# PASSAGE SHOWN:
::::

Re: \1, \2, \3, ... inside of a character class

Here is one way to build a character class based on a backreference. Note, I've had to use the (??{....}) construct, and I'm not positive (without diving again into the gory details of parsing) whether I'm relying on defined behavior or just happenstance. But it works!


use strict;
use warnings;

while ( my $string = <DATA> ) {
    chomp $string;
    if ( $string =~ m/(\w+)\s((??{"[$1]+"}))/ ) {
        print "$string => matched: $1, $2!\n";
    } else {
        print "$string => Didn't match.\n";
    }
}


__DATA__
abcde fgh
abcde eadcabe
[download]

With that snippet, the first line will fail to match, and the second line will succeed, because the second half of the second line contains only those characters found in the first subset. This could probably be accomplished with greater simplicity by just breaking it down into smaller regexps that cascade from one to the next, but I couldn't resist the challenge of doing it in one.

::::

# WRITTEN REQUEST A:
Reproduce the records without alteration, starting at the first line of the records and ending at the line that contains "21], [59, 22]]".
# WRITTEN REQUEST B:
Continue the forum post on building a character class from a backreference, picking up after its final sentence.

# Raw records:
::::

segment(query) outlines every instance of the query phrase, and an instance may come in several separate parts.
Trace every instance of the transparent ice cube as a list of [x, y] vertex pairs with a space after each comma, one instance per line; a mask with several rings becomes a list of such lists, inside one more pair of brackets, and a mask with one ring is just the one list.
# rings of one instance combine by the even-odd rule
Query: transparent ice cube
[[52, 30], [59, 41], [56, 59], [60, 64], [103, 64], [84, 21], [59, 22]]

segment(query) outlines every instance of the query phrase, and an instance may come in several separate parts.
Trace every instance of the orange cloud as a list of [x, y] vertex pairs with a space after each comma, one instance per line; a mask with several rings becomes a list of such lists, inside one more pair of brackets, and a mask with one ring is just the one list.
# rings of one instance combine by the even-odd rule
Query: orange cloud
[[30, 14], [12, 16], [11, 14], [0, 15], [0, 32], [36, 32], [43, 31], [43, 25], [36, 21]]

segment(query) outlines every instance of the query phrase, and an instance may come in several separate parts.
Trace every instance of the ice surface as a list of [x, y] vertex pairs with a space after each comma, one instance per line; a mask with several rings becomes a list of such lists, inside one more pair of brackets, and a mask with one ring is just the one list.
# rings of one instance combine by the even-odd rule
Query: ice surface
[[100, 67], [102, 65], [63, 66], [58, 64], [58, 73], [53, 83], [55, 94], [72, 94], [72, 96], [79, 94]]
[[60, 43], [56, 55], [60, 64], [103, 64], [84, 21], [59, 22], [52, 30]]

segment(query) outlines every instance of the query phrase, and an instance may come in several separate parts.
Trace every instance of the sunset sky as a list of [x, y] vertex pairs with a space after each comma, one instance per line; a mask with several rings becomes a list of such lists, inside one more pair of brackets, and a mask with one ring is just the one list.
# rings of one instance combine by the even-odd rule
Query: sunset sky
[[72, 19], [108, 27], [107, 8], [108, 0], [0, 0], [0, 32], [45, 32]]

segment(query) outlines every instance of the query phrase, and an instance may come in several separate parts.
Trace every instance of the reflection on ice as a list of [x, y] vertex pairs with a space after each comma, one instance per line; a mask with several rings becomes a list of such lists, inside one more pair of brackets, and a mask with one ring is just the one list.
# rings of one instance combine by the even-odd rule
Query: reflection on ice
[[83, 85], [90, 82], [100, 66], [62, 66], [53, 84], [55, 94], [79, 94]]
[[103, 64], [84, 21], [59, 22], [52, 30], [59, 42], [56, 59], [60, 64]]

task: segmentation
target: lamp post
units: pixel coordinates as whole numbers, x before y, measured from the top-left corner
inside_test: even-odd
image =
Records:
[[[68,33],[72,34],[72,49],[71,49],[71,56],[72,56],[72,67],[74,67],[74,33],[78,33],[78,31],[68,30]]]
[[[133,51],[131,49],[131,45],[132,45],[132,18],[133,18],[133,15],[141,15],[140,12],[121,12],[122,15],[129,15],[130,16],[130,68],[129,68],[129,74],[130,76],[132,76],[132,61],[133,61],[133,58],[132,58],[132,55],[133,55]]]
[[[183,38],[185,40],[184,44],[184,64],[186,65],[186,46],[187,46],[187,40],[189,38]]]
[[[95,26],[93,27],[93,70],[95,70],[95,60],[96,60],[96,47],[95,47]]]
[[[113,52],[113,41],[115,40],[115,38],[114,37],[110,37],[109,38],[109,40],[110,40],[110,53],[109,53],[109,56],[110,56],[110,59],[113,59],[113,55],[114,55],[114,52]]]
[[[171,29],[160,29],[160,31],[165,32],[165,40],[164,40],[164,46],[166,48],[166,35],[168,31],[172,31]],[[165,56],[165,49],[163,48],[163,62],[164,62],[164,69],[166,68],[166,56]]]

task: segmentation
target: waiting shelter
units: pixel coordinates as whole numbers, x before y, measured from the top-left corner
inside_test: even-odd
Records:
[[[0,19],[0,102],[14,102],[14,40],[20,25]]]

::::

# RESPONSE A:
segment(query) outlines every instance of the query phrase, and an instance may come in several separate parts.
Trace every instance of the transparent ice cube as a list of [x, y] vertex pairs with a space after each comma, one instance per line; a mask with several rings becomes a list of such lists, inside one more pair of brackets, and a mask with one ring is just the one list.
# rings of one instance combine by the even-odd rule
Query: transparent ice cube
[[52, 30], [59, 41], [56, 59], [60, 64], [103, 64], [84, 21], [59, 22]]

# RESPONSE B:
Update: Having just re-read perlre, I'm satisfied that I'm relying on defined (though "experimental") behavior. The (??{...}) subexpression is a sort of postponed regular subexpression, and it should have full access to the $n ($1, $2, etc.) special variables for any parens that have actuall matched so far. I could also have written the (??{...}) subexpression as

(??{"[$^N]+"})
[download]

...because $^N is the same as the $1, $2, etc. variables but contains the most recent successful capturing subexpression.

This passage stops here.